_WORK INSTRUCTION_
Here are the records. Write out exactly the lines between the one holding "column 173, row 6" and the one holding "204, row 255", inclusive.

_Excerpts from a dataset_
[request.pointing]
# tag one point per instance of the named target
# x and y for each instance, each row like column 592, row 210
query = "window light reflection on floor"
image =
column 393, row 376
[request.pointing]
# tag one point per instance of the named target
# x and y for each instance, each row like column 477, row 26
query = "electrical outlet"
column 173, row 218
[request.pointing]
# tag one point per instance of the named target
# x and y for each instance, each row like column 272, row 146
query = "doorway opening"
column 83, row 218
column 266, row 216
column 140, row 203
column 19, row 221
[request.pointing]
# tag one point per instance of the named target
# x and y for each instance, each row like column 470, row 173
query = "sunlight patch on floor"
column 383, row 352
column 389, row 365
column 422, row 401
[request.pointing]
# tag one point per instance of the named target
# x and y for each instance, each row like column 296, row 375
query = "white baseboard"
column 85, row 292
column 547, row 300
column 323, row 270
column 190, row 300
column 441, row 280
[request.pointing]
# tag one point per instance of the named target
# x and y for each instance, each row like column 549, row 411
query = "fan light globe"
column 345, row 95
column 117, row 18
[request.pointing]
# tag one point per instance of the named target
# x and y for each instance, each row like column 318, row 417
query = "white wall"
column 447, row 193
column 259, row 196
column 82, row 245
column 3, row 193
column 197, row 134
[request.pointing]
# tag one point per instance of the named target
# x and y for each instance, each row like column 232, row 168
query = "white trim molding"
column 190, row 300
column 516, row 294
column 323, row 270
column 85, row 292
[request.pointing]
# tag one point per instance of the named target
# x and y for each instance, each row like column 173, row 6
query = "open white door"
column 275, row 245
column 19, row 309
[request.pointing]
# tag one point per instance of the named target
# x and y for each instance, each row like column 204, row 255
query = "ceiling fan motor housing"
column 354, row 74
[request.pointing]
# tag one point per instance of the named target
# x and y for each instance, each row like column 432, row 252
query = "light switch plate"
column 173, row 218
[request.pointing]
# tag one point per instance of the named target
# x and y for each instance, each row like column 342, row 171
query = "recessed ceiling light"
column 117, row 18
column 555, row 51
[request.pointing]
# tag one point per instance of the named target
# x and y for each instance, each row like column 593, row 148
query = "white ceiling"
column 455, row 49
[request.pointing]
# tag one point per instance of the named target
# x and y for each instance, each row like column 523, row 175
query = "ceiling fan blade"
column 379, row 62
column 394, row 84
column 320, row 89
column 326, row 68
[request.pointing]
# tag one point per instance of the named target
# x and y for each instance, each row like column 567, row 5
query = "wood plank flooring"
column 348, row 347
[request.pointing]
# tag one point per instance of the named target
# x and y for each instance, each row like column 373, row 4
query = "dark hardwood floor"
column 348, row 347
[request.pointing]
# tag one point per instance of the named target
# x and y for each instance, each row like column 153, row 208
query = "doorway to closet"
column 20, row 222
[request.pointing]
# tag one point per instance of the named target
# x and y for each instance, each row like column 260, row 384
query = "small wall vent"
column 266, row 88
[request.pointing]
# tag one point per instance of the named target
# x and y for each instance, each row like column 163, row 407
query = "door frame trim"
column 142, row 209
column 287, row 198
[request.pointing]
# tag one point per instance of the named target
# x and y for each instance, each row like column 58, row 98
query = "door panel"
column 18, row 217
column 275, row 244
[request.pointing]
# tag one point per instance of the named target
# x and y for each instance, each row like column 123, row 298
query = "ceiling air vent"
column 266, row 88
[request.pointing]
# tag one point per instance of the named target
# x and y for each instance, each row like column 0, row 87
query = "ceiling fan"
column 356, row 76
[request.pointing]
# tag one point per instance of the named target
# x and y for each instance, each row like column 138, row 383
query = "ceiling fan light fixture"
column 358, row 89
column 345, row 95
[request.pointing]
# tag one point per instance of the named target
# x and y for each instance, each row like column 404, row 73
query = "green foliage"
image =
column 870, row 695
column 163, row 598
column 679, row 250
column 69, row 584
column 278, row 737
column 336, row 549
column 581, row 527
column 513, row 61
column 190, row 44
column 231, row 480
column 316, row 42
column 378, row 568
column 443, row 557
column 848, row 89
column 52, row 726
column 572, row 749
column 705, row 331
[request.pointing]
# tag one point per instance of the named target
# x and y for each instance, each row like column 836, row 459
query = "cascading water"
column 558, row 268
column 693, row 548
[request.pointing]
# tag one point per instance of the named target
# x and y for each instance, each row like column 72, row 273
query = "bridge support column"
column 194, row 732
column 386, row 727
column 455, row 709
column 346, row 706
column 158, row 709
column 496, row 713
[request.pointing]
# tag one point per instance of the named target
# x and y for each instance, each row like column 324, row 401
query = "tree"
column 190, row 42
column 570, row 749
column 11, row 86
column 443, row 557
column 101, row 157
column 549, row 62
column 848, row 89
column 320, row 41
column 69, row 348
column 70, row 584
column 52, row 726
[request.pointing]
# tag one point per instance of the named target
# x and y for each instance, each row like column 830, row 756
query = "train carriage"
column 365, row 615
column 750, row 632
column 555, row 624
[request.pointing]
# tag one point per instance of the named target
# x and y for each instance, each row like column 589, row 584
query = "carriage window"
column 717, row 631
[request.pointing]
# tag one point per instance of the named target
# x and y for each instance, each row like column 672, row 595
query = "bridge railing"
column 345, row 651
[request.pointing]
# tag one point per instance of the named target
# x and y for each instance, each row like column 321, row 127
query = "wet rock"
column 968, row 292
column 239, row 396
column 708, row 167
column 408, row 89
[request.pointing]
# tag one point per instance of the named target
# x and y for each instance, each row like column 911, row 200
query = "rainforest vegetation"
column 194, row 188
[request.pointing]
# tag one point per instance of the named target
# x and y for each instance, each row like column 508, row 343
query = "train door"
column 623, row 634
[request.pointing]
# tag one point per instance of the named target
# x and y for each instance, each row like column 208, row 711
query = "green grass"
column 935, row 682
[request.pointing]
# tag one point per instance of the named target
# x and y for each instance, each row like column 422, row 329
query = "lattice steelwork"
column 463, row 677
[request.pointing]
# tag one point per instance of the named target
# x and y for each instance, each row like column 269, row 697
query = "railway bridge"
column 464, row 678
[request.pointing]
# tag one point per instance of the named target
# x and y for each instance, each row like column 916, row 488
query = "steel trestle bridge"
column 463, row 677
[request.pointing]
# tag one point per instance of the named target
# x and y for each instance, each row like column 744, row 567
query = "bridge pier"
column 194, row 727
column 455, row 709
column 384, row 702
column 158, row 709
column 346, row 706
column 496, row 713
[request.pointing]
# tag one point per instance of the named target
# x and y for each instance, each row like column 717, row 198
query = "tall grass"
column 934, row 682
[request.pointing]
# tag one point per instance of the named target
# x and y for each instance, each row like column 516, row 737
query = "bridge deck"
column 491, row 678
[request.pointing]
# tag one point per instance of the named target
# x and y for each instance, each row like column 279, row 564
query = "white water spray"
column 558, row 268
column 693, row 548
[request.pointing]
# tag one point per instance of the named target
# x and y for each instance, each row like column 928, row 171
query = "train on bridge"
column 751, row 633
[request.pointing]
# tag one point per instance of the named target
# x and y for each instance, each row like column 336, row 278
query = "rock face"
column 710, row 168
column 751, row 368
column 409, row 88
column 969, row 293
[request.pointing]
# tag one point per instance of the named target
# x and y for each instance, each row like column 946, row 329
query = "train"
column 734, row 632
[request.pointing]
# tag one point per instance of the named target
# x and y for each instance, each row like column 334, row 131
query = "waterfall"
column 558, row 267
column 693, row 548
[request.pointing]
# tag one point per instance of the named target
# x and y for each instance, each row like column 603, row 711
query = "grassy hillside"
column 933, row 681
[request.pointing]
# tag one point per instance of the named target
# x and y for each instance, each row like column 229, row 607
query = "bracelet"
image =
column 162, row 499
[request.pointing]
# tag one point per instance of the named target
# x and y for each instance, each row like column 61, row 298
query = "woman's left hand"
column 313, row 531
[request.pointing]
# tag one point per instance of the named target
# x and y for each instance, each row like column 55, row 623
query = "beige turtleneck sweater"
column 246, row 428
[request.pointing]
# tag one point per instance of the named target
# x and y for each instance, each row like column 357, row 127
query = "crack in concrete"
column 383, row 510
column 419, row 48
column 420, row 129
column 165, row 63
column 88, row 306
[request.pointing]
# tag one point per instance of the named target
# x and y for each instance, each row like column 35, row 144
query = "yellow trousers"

_REPLY TO THE TASK_
# x and y for each instance, each row like column 173, row 6
query = "open white door"
column 275, row 245
column 19, row 309
[request.pointing]
# tag one point per instance of the named target
# x and y for each instance, each row like column 204, row 255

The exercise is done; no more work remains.